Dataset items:
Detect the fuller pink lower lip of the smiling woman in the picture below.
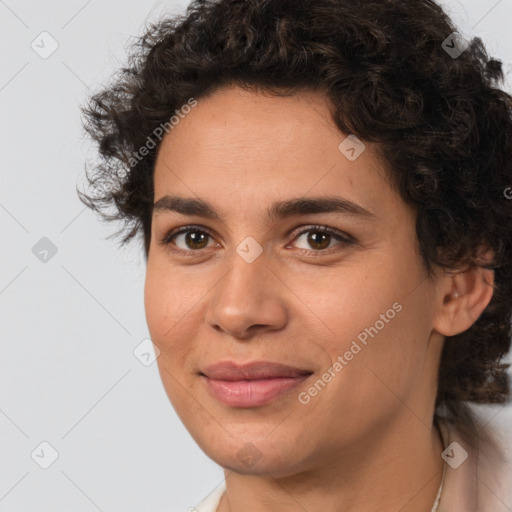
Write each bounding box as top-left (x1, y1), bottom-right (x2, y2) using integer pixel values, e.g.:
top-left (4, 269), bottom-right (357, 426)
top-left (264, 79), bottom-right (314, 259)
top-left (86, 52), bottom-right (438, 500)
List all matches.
top-left (204, 375), bottom-right (309, 407)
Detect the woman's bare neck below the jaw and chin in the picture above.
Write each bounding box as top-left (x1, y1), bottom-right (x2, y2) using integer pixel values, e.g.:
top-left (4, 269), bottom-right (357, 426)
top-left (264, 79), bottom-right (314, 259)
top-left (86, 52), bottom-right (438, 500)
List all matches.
top-left (217, 412), bottom-right (444, 512)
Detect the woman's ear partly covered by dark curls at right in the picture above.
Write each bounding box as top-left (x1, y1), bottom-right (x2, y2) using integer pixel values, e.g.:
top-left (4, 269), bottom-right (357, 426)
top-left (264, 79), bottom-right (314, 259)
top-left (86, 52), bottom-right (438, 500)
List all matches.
top-left (433, 249), bottom-right (494, 336)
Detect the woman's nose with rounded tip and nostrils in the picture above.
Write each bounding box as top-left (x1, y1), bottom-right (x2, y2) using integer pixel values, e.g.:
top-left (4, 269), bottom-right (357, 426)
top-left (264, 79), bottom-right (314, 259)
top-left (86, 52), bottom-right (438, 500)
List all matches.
top-left (206, 248), bottom-right (288, 339)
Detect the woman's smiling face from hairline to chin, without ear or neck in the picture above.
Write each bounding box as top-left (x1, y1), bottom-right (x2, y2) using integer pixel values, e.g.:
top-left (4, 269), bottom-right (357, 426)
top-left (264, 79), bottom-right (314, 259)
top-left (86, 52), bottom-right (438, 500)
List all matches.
top-left (145, 87), bottom-right (440, 475)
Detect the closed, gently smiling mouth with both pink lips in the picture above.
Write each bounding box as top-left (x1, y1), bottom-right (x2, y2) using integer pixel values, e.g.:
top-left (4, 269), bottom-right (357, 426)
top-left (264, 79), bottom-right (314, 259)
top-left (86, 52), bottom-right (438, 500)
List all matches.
top-left (199, 361), bottom-right (313, 408)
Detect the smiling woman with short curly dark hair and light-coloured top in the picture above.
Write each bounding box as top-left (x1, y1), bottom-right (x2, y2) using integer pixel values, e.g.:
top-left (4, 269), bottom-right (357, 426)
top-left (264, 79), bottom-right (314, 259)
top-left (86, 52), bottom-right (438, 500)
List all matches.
top-left (80, 0), bottom-right (512, 512)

Aim of the task: Report every line of the data above that contains the string "Detect" by copying it in full.

Output for this exercise:
Detect the fuller pink lower lip of the smiling woman in the picture below.
Detect the woman's bare neck below the jaw and chin in the picture above.
Detect the woman's ear partly covered by dark curls at right in the picture above.
Detect the woman's nose with rounded tip and nostrils in the picture above.
Detect the woman's smiling face from hairline to chin, without ear or neck in the picture above.
Detect the closed, gently smiling mouth with both pink lips in the picture above.
Detect the smiling woman with short curly dark hair and light-coloured top in the picture above.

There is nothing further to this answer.